§ **Список заданий**
1) Ответьте по статье о генеалогии на три вопроса:
(а) Что журналист нашел, разбирая бумаги своего деда?
(б) Сколько лет продолжаются его архивные раскопки?
(в) Что заработало, когда по экрану «айфона» побежали цифры?
2) Продолжите статью о генеалогии, начав сразу после ее последнего предложения.

§ **Статья**
- - - - - - -

«Люди ищут людей — среди живых и мертвых». Почему генеалогия стала популярной и как устроены поиски родни
«Люди ищут людей — среди живых и мертвых». Почему генеалогия стала популярной и как устроены поиски родни
Однажды, разбирая бумаги своего деда, журналист Роман Трушечкин наткнулся на его короткую автобиографию, написанную в 60-е годы для поступления в вуз. И понял, что он очень мало знает о своей семье и корнях. В конторы, обещающие восстановить эти знания за деньги, Роман обращаться не стал — решил распутать дело сам. А нам рассказал, зачем ему это нужно и что он успел понять за 15 лет архивных раскопок.
Начиналось это так: побежали цифры по экрану «айфона», а с ними наперегонки потянулась нить, реагирующая нервными прыжками на малейший звук, — заработал диктофон. За таким клубком, когда он спрыгнул с рук на пол, с пола — на крыльцо, с крыльца — на двор, герою русской сказки хочешь не хочешь, а бежать надо обязательно. Даже если клубочек повел в дремучий, темный лес.

- - - - - - -

§ **Исходные данные**
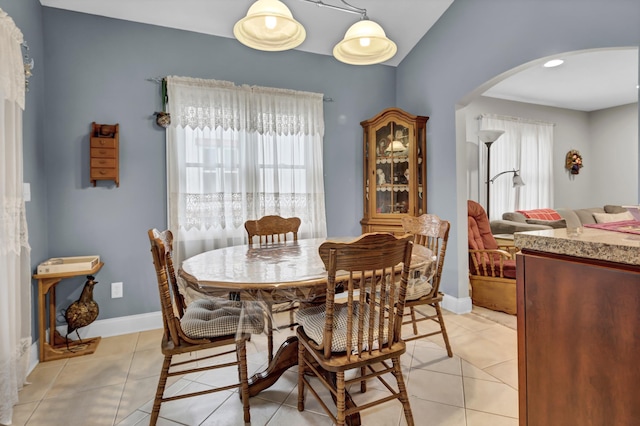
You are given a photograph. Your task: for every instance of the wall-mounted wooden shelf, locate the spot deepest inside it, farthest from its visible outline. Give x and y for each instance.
(105, 153)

- - - - - - -

§ **Ответы**
1)
(а) Короткую автобиографию деда, написанную в 60-е годы для поступления в вуз.
(б) 15 лет.
(в) Диктофон.

2)
Вот я и побежал, хотя при этом — вот же я, сижу с дедом на его старой кухне. Стол под клеенкой, кружка остывшего чая. Таблетки, которые деду нужно принимать по часам каждый день, и желтую перфокарту, на которой я крупными печатными буквами расписал ему график, мы немного отодвинули в сторону.
— Дед, — говорю. — А каким был твой отец?
Запись я расшифровывал уже после его смерти. Слушал, останавливал, возвращал курсор назад, переслушивал заново. Пытался вникнуть, связать куски друг с другом. И понимал, как же фатально я не успел. Как же я опоздал с тобой, дед! «Брат» в твоем рассказе плавно превращался в «сына» (чей? чьего именно?), прабабка умирала в деревне на Рязанщине, но вскоре, как живая, ехала помогать вышедшей замуж дочери куда-то под Кировоград, и уже там обе пропадали из рассказа окончательно. Телега русских переселенцев в Карелию, звеня ведром, с привязанной коровой, шла через вологодский лес туда, куда еще не добрался пожар советско-финской войны, а в следующей сцене (так умеет монтировать только жизнь и немножко кино) они уже где-то на целине Северного Казахстана. Сводный старший брат деда — председатель колхоза, отсюда его призовут на Ленинградский фронт. Уже навсегда.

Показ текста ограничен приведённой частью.